=== Travail à faire ===
[1] Répondez à ces questions d'après le texte sur le client :
(a) Quelle partie du spectre de l'individu est décrite comme relativement statique à moyen et long terme ?
(b) À quel espace le texte compare-t-il la situation de l'individu ?
(c) À quelle logique obéissent les comportements simultanés et superposés, et à quoi cette logique s'oppose-t-elle ?
[2] Reproduisez fidèlement le passage du texte sur le client qui commence aux mots « Chaque individu est » et s'arrête après « de fidélité, d'infidélité. ».
***** Texte proposé
Chaque individu est porteur à un moment donné "t" d'un spectre identitaire et comportementale constitué par :
- son profil socio-démographique.
- ses attitudes, opinions, motivations et perceptions relatives aux marques, aux entreprises, aux produits, aux
services, etc.
- ses comportements d'achat, de ré-achat, de fidélité, d'infidélité.
- ses moments de vie et ses contextes de consommation.
Ce spectre est naturellement très mouvant, même si le profil classique, à savoir, socio-démographique, est relativement statique à moyen et long terme. Tout ce qui relève des données de la perception (vécu, imaginaire client…), et donc du rendu de cette perception, est en revanche très instable et changeant parfois à très court terme.
Par analogie avec l'espace quantique, l'individu se retrouverait donc dans un espace flou et probabiliste, sorte de plasma, appréhendable sur certaines singularités à un certain moment (les données classiques à l'instant de la mesure du chargé d'études) mais insaisissable dans sa totalité.
La masse manquante du client
Le client complexe, multi-dimensionnel, pose le problème du caractère insaissisable de ses comportements individuels, par nature volatils et instables du fait :
du caractère parfois simultané, superposé des comportements selon une logique du "ET" par opposition au "OU" binaire.
d'une tendance au paradoxe dont s'accommode très bien notre sujet et que l'on peut trouver par exemple dans les différences constatées entre le déclaratif (dans une enquête, un questionnaire auto-administré) et le "constaté" (actions réelles).
**********
***** Matériel fourni
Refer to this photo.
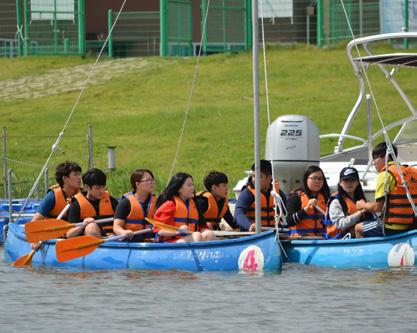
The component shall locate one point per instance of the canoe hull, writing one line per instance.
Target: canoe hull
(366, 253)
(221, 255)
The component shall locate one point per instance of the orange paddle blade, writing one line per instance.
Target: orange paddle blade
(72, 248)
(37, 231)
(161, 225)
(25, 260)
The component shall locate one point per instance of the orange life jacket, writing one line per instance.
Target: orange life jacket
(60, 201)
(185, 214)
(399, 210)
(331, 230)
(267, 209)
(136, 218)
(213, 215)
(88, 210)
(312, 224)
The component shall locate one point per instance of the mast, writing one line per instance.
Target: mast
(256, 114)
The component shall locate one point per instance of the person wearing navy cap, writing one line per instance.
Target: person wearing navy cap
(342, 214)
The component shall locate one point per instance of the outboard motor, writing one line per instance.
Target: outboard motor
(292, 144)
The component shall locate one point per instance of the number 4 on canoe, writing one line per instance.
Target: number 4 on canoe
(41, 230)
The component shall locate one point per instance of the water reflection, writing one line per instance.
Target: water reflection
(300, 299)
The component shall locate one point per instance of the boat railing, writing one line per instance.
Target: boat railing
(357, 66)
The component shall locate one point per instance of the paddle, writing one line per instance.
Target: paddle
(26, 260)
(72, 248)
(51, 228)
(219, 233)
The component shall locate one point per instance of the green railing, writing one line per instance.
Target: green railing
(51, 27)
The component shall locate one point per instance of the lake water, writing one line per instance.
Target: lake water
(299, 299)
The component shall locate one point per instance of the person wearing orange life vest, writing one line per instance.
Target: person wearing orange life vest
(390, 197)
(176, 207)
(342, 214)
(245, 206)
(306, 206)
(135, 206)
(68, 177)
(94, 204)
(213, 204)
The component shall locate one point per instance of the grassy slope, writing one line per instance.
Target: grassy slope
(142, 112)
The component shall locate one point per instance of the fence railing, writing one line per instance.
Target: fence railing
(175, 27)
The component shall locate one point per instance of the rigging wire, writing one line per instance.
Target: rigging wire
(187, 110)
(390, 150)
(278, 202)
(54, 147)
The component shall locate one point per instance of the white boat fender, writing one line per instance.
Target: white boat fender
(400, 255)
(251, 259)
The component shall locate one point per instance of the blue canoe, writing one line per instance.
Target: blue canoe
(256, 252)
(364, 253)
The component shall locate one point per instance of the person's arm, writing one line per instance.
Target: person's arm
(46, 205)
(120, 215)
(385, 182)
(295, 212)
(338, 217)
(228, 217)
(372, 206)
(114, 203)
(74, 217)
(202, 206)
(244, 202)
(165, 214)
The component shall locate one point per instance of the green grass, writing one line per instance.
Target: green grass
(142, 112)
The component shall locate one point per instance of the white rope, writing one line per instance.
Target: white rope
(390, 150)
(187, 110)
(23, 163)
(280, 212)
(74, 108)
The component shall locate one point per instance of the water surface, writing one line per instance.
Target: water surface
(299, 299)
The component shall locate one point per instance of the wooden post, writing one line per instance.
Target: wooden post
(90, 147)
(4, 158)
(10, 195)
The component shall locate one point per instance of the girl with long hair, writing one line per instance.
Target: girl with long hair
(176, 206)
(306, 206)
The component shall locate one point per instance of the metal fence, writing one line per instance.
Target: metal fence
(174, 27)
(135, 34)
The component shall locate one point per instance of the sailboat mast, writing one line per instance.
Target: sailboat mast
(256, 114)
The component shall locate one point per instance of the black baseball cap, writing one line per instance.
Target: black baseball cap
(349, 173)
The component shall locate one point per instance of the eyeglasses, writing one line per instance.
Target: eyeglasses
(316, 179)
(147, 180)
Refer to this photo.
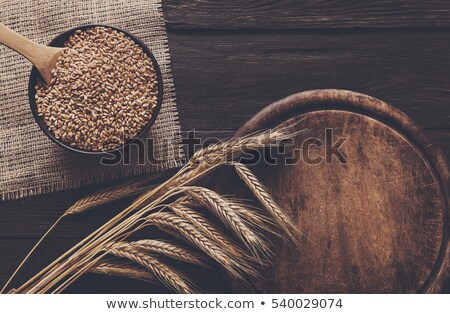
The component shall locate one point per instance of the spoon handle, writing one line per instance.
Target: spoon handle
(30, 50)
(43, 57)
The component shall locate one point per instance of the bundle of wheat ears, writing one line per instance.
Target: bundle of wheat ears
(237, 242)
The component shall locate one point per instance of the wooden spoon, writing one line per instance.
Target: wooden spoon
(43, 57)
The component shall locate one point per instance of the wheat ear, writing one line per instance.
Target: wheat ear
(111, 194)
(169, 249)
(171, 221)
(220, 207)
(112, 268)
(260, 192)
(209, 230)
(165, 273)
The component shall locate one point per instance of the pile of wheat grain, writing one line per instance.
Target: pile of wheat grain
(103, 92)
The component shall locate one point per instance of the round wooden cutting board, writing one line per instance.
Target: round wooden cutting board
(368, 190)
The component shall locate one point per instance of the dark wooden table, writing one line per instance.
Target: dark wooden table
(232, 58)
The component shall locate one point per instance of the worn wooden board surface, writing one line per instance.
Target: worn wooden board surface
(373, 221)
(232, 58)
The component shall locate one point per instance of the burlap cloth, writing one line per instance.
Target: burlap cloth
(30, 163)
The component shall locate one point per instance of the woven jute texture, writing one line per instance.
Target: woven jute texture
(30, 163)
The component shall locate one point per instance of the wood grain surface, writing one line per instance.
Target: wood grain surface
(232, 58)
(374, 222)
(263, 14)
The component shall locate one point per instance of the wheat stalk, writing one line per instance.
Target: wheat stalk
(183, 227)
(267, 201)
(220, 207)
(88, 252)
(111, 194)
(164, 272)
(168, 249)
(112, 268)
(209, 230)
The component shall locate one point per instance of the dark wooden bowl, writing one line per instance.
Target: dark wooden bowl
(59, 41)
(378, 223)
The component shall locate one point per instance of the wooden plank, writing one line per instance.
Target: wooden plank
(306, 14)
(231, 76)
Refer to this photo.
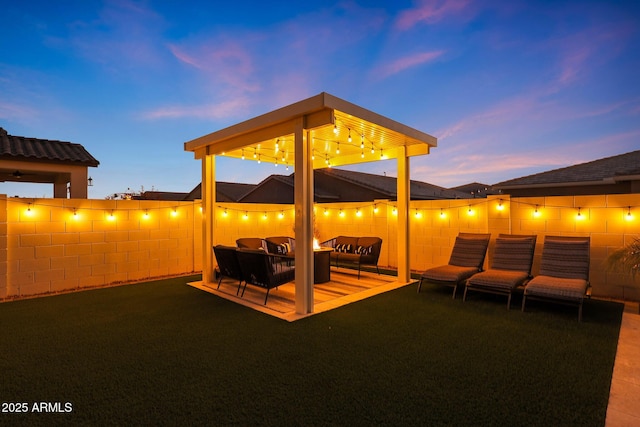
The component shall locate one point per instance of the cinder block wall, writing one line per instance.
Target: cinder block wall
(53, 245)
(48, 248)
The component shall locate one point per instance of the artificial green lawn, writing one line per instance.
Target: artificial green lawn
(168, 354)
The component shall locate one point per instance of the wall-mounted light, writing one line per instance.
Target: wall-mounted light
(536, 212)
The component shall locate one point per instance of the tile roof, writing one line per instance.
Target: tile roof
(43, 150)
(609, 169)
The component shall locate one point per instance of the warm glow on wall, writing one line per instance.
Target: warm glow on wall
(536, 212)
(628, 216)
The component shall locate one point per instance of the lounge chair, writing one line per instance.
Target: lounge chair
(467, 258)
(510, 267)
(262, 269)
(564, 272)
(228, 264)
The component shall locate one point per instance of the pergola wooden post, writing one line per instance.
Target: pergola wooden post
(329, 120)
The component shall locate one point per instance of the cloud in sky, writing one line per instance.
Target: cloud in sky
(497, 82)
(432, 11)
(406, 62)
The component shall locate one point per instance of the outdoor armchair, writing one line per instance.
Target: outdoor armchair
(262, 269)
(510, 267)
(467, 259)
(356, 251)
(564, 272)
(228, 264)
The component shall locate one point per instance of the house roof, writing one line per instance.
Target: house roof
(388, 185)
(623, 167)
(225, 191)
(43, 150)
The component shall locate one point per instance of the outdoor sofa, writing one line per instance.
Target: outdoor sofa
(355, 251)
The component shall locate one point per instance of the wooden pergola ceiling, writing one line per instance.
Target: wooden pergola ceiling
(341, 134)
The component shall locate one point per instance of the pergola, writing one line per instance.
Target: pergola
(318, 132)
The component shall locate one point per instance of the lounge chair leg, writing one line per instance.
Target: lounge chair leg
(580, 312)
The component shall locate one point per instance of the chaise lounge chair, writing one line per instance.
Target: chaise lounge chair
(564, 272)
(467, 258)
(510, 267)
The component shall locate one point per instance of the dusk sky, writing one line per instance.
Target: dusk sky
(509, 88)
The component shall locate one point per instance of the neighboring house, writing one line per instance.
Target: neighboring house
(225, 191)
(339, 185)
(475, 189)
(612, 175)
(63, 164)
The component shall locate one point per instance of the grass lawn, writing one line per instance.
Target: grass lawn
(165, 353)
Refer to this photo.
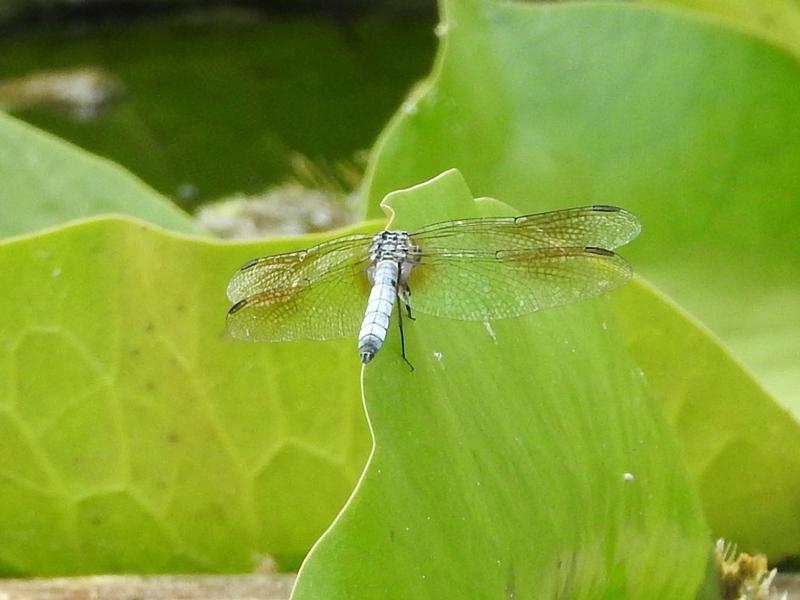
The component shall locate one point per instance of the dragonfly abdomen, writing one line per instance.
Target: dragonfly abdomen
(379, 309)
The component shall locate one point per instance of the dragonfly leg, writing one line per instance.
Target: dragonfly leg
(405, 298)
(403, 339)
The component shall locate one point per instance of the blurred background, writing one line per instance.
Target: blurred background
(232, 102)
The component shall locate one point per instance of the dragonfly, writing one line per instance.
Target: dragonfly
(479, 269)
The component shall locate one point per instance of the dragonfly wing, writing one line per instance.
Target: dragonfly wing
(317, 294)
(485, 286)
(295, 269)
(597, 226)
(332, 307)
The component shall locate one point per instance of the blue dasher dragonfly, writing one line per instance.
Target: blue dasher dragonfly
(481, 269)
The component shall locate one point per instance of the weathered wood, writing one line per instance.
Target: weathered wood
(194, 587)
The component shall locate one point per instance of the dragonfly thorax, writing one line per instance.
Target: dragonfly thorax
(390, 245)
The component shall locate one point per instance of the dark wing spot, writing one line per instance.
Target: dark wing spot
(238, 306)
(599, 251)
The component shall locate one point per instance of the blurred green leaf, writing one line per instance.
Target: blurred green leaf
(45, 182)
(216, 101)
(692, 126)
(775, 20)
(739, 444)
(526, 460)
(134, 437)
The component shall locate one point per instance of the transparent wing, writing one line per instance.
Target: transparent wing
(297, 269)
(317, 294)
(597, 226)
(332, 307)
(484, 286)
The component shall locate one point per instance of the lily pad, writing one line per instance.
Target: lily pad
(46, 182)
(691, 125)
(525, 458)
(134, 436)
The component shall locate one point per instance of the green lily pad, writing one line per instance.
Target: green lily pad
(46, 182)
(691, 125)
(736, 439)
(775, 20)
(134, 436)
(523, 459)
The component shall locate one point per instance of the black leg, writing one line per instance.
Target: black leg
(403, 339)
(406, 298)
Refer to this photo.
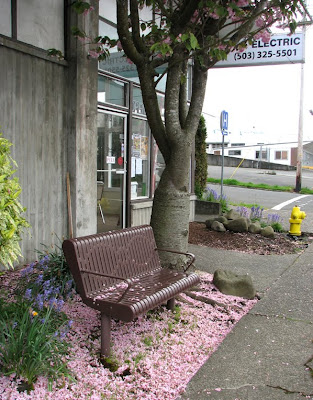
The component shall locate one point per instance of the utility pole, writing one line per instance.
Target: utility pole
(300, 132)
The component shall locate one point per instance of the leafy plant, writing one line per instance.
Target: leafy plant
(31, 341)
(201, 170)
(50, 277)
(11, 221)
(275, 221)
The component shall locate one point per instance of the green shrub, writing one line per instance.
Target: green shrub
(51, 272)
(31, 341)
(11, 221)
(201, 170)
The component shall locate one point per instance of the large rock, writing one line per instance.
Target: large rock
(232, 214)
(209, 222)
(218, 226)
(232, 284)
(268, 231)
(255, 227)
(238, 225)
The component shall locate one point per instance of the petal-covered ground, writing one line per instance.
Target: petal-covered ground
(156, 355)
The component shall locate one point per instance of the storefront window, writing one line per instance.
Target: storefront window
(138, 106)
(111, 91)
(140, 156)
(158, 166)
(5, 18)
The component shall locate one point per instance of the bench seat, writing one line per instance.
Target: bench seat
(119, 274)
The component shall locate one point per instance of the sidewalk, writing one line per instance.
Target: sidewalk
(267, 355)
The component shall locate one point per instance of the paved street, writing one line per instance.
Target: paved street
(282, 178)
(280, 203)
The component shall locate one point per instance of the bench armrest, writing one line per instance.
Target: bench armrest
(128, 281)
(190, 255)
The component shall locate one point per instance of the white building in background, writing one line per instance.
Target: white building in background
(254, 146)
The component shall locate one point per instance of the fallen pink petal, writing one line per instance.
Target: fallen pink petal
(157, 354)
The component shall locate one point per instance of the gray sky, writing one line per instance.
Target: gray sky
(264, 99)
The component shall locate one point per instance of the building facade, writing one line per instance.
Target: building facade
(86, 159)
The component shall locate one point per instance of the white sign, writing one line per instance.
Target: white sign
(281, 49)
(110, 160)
**********
=== Réponses attendues ===
[1]
(a) Le profil classique, c'est-à-dire le profil socio-démographique.
(b) À l'espace quantique.
(c) Ils suivent la logique du « ET », par opposition au « OU » binaire.

[2]
Chaque individu est porteur à un moment donné "t" d'un spectre identitaire et comportementale constitué par :
- son profil socio-démographique.
- ses attitudes, opinions, motivations et perceptions relatives aux marques, aux entreprises, aux produits, aux
services, etc.
- ses comportements d'achat, de ré-achat, de fidélité, d'infidélité.